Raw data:

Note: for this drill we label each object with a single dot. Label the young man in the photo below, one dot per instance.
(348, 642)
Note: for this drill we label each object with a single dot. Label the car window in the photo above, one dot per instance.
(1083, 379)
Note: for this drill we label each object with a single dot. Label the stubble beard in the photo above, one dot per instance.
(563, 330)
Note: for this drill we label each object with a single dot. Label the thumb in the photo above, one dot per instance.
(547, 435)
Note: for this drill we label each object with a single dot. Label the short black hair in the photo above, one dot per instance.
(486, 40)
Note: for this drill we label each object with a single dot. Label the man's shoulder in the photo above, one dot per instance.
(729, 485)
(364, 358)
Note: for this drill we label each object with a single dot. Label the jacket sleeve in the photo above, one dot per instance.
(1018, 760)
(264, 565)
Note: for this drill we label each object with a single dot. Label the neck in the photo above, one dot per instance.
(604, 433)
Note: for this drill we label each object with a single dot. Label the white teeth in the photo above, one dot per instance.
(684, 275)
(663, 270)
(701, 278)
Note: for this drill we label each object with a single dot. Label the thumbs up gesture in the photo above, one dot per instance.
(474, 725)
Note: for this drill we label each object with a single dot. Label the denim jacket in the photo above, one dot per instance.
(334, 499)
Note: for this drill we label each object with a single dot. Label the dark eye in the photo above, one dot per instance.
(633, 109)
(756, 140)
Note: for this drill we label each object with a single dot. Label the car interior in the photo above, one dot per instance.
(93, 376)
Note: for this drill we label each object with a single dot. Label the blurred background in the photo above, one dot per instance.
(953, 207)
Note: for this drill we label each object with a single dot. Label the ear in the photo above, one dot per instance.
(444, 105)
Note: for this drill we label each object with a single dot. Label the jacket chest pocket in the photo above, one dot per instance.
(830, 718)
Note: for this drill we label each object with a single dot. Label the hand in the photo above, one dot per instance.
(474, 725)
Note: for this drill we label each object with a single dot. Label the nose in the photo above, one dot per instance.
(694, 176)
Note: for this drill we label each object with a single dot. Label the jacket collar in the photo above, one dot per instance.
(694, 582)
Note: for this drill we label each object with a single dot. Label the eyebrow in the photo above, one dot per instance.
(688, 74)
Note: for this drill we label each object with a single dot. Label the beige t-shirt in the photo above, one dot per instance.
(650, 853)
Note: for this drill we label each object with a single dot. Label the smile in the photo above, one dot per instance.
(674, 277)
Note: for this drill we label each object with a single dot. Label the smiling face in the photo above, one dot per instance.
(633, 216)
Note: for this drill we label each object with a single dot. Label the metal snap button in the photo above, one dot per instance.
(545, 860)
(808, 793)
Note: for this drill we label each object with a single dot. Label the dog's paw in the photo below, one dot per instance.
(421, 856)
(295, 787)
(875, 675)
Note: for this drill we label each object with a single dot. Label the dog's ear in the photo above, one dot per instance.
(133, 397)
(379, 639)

◆ EXERCISE TASK: Quote all of the data above word for word, from the first line to the last.

◆ TASK RESPONSE:
Note: for this drill we label each object with a single dot. Label the young man in the photo below, one dot per instance.
(348, 642)
Note: for this drill we label each object with a single dot. Label the car window in the photo above, one dot per instance.
(1083, 379)
Note: for this drill we label each object with a single dot. Label the stubble beard in the photo above, one dot per instance.
(563, 330)
Note: for this drill we label each object with a single dot. Label the thumb in the photo above, one dot per instance.
(547, 435)
Note: for this drill we label each object with a single dot. Label the short black hair in the photo above, one dot per instance.
(486, 40)
Note: for this drill we label each object with a single dot. Label the man's shoulder in the photo above, one dot per instance.
(729, 485)
(364, 358)
Note: for this drill we label each object with a single dot. Label the jacket sleeve in the photo above, one dot per instance.
(1018, 760)
(264, 565)
Note: for this drill we label each object with a single dot. Label the neck in the photo above, one dot per instance.
(604, 433)
Note: for this drill we label each object with a single dot. Label the white teeth in the photo above, one dot per instance.
(684, 275)
(663, 270)
(701, 278)
Note: for this drill we label each object with a single dot. Label the thumbs up gesture in the photo above, one dot per instance.
(474, 725)
Note: for this drill we label each object with a single dot. Label the denim jacket in the photo above, one dot per instance.
(334, 499)
Note: for this drill we label each object with a single dot. Label the dark eye in the photo above, one dot per instance.
(633, 109)
(756, 140)
Note: for this drill we label each object with a single dot. Label the car interior in the photo above, one dot per instance.
(93, 376)
Note: for this drill we label each object with a single dot. Label the blurred background in the photo above, one dot per instance.
(953, 207)
Note: for this drill we label each object with a single dot. Label the ear in the photo above, one dot per instance.
(444, 105)
Note: for this drill we label each object with a single dot. Label the jacket chest pocket in the photo above, one dot per instance.
(830, 718)
Note: for this drill we label each object with a single dot. Label the hand in the photo above, one dot per instance.
(474, 725)
Note: for this drill we label each object with a single dot. Label the nose in the photo above, one dot per instance.
(694, 176)
Note: for this drill we label each object with a single dot. Label the jacket collar in the photo above, one dot per instance.
(694, 582)
Note: for this drill we label each object with a single dot. Label the eyebrow in the photo above, one dot per instance.
(688, 74)
Note: for this drill we label each object with a single dot. Label the beige t-shirt in the photo above, one dot per instance.
(650, 853)
Note: for this drill we label each object with a single dot. Label the smile in the photo above, one dot per instance.
(674, 277)
Note: for this drill we label each object with a single dot. Label the smiling face in the photo above, one dot per instance.
(633, 216)
Note: for this drill we label each object with a single dot. Label the metal snap button in the photo above, one dot per instance.
(545, 860)
(808, 793)
Note: for this drill we label each object with a single dot. Label the dog's paw in the photo below, one dot per instance.
(421, 856)
(295, 787)
(875, 675)
Note: for this drill we label each object with a single dot. Label the dog's ear in the photo above, one dot per instance.
(133, 397)
(379, 639)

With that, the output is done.